OBIETTIVO
Nel brano sulle massime della Cassazione, da quale data decorre il decennio "ad usucapionem" secondo la sentenza n. 6728/2022?

Cass. civ. n. 7041/2023
In tema di inadempimento del contratto d'appalto, laddove l'opera risulti ultimata, il committente, convenuto per il pagamento, può opporre all'appaltatore le difformità ed i vizi dell'opera, in virtù del principio "inadimpleti non est adimplendum" al quale si ricollega la più specifica disposizione dettata dal secondo periodo dell'ultimo comma dell'art. 1667 c.c., analoga a quella di portata generale di cui all'art. 1460 c.c. in materia di contratti a prestazioni corrispettive, anche quando la domanda di garanzia sarebbe prescritta ed, indipendentemente, dalla contestuale proposizione, in via riconvenzionale, di detta domanda, che può anche mancare, senza pregiudizio alcuno per la proponibilità dell'eccezione in esame.
Cass. civ. n. 6728/2022
Il principio dell'accessione del possesso è applicabile non solo all'usucapione di cui all'art. 1158 c.c., ma anche a quella decennale di cui all'art. 1159 c.c.; in quest'ultimo caso, ai fini della maturazione dell'usucapione abbreviata in favore di chi abbia acquistato da meno di dieci anni e unisca al proprio il possesso del suo autore per goderne gli effetti, il decennio "ad usucapionem" decorre dalla data della trascrizione del titolo di acquisto del suo autore.
Cass. civ. n. 8596/2022
In tema di accessione del possesso, di cui all'art. 1146, comma 2 c.c., affinché operi il trapasso del possesso dall'uno all'altro dei successivi possessori e il successore a titolo particolare possa unire al proprio il possesso del dante causa, è necessario che il trasferimento trovi la propria giustificazione in un titolo astrattamente idoneo, ancorché invalido o proveniente "a non domino", a giustificare la "traditio" del bene oggetto del possesso. (Nella specie, il venditore si era dichiarato proprietario del bene stesso per usucapione, pur in assenza di sentenza dichiarativa dell'intervenuta usucapione.
Cass. civ. n. 4079/2022
In caso di appalto di servizi, a fronte dell'inadempimento, da parte dell'appaltatore, dell'obbligo di presentazione del documento unico di regolarità contributiva (DURC), il committente è legittimato a sospendere il pagamento delle prestazioni, ai sensi dell'art. 1460 c.c., stante la sinallagmaticità del rapporto contrattuale e l'esposizione del committente al rischio di rispondere in solido del versamento degli oneri previdenziali e contributivi ex art. 29 del d.lgs. 10 settembre 2003, n. 276. (Fattispecie in tema di appalto di servizi di pulizia stipulato da un Condominio).

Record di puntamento
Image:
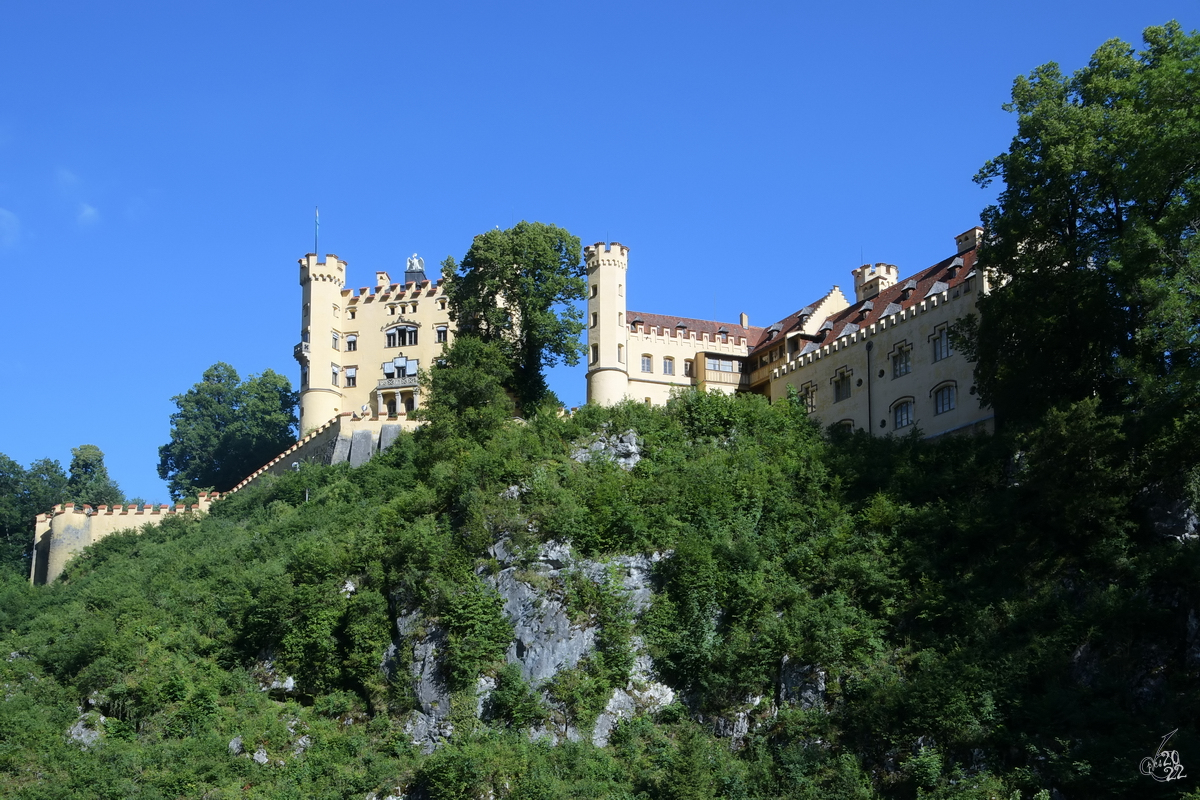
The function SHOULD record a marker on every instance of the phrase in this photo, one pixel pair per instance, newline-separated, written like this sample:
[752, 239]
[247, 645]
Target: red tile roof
[669, 325]
[835, 324]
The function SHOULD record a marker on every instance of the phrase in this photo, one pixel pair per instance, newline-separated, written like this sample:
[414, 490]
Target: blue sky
[160, 164]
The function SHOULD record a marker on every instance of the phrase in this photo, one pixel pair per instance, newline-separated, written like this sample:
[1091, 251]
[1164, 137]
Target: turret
[318, 352]
[873, 278]
[607, 328]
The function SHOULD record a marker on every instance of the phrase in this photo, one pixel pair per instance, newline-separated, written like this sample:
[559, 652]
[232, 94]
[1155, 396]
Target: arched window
[403, 336]
[903, 413]
[945, 397]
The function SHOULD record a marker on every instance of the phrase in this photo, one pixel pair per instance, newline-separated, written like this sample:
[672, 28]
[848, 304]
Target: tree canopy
[516, 288]
[226, 428]
[89, 481]
[1092, 244]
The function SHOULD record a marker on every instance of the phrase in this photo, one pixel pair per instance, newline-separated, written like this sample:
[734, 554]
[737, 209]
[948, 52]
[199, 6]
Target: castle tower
[873, 278]
[607, 328]
[321, 397]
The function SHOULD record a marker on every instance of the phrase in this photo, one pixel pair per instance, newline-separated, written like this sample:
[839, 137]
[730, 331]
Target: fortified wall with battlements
[66, 529]
[883, 364]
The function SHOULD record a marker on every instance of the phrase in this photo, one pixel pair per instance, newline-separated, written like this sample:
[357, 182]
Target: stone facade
[360, 350]
[883, 362]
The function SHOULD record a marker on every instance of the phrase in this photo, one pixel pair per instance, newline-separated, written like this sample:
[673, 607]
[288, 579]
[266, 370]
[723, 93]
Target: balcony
[733, 378]
[397, 383]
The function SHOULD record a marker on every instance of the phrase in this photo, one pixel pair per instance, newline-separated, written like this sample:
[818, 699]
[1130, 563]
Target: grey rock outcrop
[88, 729]
[802, 685]
[625, 449]
[642, 695]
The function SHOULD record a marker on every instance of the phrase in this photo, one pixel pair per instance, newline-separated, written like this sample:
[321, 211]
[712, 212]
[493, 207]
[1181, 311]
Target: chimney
[969, 239]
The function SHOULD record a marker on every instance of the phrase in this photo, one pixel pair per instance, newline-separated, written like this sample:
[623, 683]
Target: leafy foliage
[226, 428]
[515, 289]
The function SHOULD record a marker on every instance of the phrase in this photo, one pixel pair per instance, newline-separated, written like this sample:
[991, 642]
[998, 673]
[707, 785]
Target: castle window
[840, 386]
[901, 361]
[720, 365]
[809, 397]
[401, 337]
[945, 398]
[942, 343]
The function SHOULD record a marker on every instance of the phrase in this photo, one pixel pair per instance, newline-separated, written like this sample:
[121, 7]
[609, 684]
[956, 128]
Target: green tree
[89, 481]
[1092, 244]
[226, 428]
[516, 288]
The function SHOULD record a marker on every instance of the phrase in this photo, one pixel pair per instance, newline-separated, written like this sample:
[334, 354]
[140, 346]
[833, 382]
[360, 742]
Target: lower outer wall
[607, 386]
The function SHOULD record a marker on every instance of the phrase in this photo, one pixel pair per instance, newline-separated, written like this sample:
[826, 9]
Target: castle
[883, 364]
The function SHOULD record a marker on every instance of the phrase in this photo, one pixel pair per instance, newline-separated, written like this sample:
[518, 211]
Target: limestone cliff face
[545, 642]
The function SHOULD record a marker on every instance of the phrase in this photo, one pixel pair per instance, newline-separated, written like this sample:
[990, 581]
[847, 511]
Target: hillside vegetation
[989, 626]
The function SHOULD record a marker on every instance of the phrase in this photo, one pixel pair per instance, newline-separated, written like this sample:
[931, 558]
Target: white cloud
[10, 228]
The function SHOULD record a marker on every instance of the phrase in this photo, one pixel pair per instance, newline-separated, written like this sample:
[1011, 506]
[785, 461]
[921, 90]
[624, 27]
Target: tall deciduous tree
[1092, 244]
[89, 481]
[226, 428]
[516, 288]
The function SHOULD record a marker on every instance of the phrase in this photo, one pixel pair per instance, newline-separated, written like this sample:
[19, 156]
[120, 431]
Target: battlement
[66, 529]
[606, 253]
[331, 270]
[873, 278]
[807, 356]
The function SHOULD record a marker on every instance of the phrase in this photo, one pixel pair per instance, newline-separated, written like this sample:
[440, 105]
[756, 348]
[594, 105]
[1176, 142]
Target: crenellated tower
[322, 282]
[607, 328]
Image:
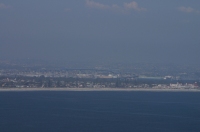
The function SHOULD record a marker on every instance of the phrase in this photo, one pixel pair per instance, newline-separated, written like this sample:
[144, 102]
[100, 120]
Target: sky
[100, 30]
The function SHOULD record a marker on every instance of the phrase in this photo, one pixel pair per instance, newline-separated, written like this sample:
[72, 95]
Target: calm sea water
[99, 112]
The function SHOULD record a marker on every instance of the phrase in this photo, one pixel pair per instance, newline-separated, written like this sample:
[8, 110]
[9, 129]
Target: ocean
[99, 111]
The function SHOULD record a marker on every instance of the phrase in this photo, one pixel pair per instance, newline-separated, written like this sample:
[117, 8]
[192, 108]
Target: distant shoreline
[98, 89]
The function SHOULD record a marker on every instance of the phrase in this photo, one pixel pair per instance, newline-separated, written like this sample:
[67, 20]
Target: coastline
[97, 89]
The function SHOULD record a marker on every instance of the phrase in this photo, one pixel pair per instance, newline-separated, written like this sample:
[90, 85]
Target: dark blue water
[99, 112]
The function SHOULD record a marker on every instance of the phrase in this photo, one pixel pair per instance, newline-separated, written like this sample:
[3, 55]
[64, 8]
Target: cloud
[127, 6]
[67, 9]
[96, 5]
[188, 9]
[133, 5]
[3, 6]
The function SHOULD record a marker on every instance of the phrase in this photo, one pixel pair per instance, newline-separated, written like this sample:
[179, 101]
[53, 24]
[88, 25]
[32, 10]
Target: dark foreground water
[99, 112]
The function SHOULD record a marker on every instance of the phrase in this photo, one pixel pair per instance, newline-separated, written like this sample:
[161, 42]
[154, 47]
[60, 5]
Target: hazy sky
[101, 30]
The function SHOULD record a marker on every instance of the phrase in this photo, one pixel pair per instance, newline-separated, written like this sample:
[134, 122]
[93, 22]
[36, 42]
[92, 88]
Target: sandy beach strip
[98, 89]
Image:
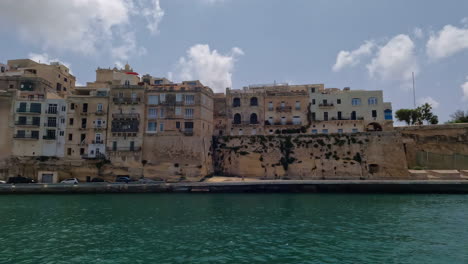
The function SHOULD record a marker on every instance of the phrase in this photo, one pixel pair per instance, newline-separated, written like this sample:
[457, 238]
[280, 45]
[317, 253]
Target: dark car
[97, 180]
[20, 179]
[123, 179]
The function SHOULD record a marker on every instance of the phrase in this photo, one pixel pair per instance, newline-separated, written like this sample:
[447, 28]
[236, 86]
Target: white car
[70, 181]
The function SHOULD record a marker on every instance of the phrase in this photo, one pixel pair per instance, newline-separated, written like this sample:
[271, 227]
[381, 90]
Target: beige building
[87, 123]
[62, 81]
[348, 111]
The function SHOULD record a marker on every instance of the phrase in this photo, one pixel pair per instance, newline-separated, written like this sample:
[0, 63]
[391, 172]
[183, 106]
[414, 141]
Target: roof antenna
[414, 92]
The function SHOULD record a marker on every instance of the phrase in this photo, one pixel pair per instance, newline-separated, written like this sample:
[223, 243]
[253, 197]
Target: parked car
[97, 180]
[123, 179]
[70, 181]
[20, 179]
[148, 181]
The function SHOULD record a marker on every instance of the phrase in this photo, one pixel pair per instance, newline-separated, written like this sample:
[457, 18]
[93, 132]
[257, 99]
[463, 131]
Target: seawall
[302, 186]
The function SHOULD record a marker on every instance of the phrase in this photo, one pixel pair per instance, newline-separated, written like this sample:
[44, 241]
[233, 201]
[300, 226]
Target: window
[52, 109]
[237, 119]
[152, 126]
[356, 101]
[372, 100]
[253, 101]
[153, 99]
[51, 121]
[236, 102]
[35, 108]
[253, 118]
[189, 99]
[296, 120]
[388, 114]
[153, 113]
[189, 113]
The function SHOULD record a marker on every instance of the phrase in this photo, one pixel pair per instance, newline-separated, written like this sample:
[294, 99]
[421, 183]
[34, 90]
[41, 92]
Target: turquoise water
[234, 228]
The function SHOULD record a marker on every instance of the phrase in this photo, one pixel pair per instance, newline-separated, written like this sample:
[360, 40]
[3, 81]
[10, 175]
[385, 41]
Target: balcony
[188, 132]
[283, 109]
[33, 124]
[126, 116]
[326, 105]
[50, 124]
[245, 123]
[51, 111]
[23, 136]
[28, 111]
[126, 100]
[124, 149]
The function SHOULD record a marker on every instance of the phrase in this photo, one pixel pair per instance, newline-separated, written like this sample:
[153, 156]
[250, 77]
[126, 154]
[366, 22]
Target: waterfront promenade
[305, 186]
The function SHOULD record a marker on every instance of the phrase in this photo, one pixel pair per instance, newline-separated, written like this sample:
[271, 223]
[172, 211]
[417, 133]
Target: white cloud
[428, 100]
[465, 90]
[418, 33]
[447, 42]
[395, 60]
[153, 15]
[44, 58]
[352, 58]
[82, 26]
[210, 67]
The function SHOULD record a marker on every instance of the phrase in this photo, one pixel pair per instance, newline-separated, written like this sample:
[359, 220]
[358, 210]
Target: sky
[366, 44]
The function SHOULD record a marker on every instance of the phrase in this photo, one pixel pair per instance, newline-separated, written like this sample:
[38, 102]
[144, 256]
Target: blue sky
[364, 44]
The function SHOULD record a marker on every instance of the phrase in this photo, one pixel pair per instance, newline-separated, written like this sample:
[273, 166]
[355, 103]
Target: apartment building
[184, 109]
[87, 123]
[348, 111]
[62, 81]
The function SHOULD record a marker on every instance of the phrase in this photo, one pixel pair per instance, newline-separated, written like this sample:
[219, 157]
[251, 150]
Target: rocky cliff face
[351, 156]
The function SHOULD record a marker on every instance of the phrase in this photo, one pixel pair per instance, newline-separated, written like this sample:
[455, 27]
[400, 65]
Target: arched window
[253, 118]
[372, 100]
[388, 114]
[237, 119]
[253, 101]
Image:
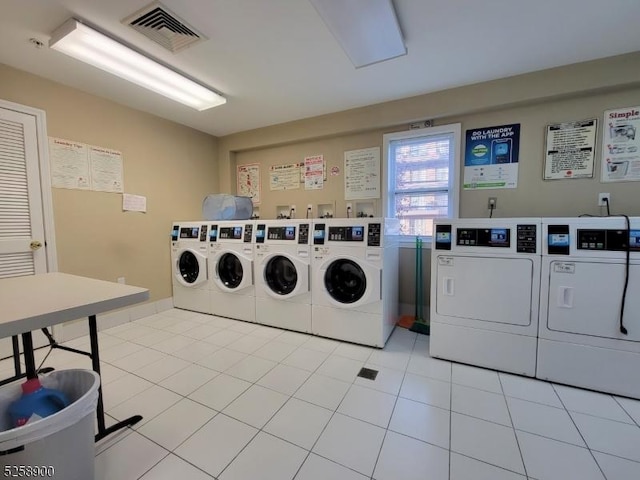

SOLUZIONE
Decorre dalla data della trascrizione del titolo di acquisto del suo autore.